:: EXERCISE INSTRUCTIONS ::
Copy out each line of the data below in which the string "point" appears.

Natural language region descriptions
>>
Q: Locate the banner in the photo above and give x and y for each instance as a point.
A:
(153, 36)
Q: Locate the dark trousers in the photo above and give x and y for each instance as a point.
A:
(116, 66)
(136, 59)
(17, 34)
<<
:: YOUR RESPONSE ::
Q: Locate the banner in the photo above and give x and y for each instance as a point.
Q: Locate the dark trousers in the photo above and give x and y for each instance as a point.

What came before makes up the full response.